Which lines in the items below contain the word "blue"? Gather every one of them.

* **DATASET CONTENT**
%%

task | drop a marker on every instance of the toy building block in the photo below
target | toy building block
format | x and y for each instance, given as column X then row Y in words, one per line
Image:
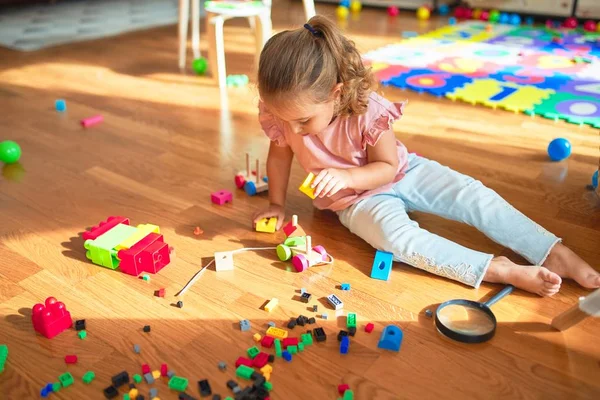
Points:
column 391, row 338
column 223, row 261
column 382, row 265
column 335, row 302
column 221, row 197
column 277, row 333
column 103, row 227
column 305, row 187
column 267, row 225
column 270, row 306
column 258, row 184
column 51, row 319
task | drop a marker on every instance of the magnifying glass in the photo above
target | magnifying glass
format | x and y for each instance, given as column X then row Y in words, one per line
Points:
column 469, row 321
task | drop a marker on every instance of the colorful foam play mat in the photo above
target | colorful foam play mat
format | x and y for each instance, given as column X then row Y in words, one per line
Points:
column 533, row 70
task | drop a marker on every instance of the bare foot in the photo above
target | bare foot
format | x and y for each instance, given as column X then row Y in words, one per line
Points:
column 567, row 264
column 534, row 279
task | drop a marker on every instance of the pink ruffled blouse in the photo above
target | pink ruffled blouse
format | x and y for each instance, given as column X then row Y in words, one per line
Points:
column 343, row 144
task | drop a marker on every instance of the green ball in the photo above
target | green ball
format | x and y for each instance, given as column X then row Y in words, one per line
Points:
column 10, row 152
column 199, row 65
column 494, row 16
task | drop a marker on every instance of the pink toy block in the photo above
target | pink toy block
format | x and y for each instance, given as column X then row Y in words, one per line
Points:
column 51, row 319
column 103, row 227
column 150, row 254
column 221, row 197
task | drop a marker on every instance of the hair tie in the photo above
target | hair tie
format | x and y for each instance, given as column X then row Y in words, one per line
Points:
column 312, row 30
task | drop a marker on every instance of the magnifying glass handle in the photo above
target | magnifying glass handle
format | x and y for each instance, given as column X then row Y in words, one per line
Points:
column 500, row 295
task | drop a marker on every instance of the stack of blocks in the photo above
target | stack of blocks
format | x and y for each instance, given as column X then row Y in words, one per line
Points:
column 115, row 244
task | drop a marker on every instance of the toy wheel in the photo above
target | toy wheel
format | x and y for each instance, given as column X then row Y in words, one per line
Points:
column 239, row 181
column 300, row 263
column 284, row 252
column 321, row 250
column 250, row 188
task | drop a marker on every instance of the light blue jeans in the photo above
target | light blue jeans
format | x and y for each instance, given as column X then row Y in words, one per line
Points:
column 382, row 220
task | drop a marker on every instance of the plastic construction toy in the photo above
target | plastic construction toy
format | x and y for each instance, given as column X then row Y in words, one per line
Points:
column 133, row 250
column 10, row 152
column 51, row 319
column 559, row 149
column 251, row 181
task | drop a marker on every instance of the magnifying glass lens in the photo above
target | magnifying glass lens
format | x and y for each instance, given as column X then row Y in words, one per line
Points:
column 466, row 320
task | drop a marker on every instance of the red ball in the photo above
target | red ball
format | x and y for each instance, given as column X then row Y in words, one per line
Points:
column 589, row 26
column 570, row 23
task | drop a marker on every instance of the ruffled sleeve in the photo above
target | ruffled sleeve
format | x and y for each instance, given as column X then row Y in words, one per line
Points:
column 271, row 126
column 380, row 118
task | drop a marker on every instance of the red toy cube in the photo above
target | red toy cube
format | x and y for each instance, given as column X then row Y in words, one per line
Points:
column 221, row 197
column 51, row 319
column 267, row 341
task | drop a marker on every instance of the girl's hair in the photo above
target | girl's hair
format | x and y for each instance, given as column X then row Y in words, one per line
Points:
column 315, row 58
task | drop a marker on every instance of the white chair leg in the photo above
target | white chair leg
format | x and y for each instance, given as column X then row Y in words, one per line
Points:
column 196, row 28
column 184, row 18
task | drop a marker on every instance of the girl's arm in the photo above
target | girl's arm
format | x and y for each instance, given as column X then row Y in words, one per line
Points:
column 381, row 170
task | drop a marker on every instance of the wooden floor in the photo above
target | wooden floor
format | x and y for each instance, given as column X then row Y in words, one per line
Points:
column 168, row 139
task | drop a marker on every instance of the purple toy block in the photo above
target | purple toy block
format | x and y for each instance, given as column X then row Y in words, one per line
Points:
column 221, row 197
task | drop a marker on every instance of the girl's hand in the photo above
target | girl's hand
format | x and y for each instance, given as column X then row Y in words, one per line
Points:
column 273, row 210
column 330, row 181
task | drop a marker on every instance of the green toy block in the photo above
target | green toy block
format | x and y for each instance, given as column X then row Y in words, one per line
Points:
column 88, row 377
column 351, row 320
column 253, row 351
column 66, row 379
column 243, row 371
column 101, row 250
column 178, row 383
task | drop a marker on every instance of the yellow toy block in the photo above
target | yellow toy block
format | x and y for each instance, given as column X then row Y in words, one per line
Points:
column 267, row 225
column 277, row 333
column 142, row 231
column 305, row 187
column 270, row 306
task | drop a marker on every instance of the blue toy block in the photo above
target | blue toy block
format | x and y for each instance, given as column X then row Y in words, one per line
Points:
column 344, row 345
column 382, row 265
column 391, row 338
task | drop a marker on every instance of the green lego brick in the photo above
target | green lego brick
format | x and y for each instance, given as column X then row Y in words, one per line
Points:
column 244, row 371
column 178, row 383
column 66, row 379
column 88, row 377
column 351, row 320
column 253, row 351
column 278, row 348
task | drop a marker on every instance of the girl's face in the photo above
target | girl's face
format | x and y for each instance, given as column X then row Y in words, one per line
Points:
column 303, row 115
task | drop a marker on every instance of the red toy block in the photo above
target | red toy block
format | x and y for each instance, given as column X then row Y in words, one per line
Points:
column 51, row 319
column 150, row 254
column 290, row 342
column 267, row 341
column 71, row 359
column 260, row 360
column 243, row 361
column 342, row 388
column 103, row 227
column 221, row 197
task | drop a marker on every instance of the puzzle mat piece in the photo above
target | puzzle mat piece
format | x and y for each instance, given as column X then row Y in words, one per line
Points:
column 571, row 108
column 436, row 83
column 496, row 94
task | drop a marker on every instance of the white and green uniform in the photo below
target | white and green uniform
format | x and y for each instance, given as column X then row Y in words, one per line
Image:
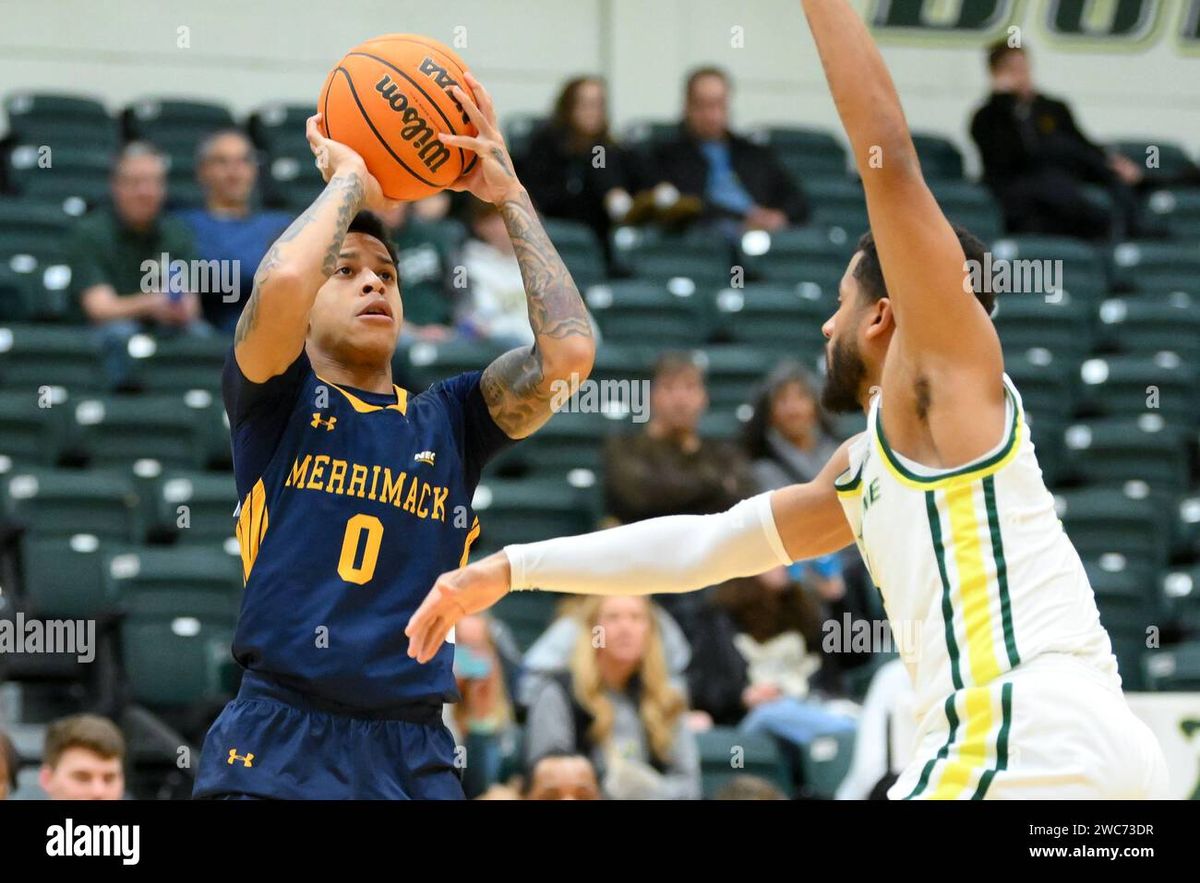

%%

* **COMPLETE RESPONSE**
task | drop a marker on every instance of the light blue jeans in the photo above
target | light blue jeans
task | drop a marker on every instance of the blue toy block in the photo above
target | blue toy block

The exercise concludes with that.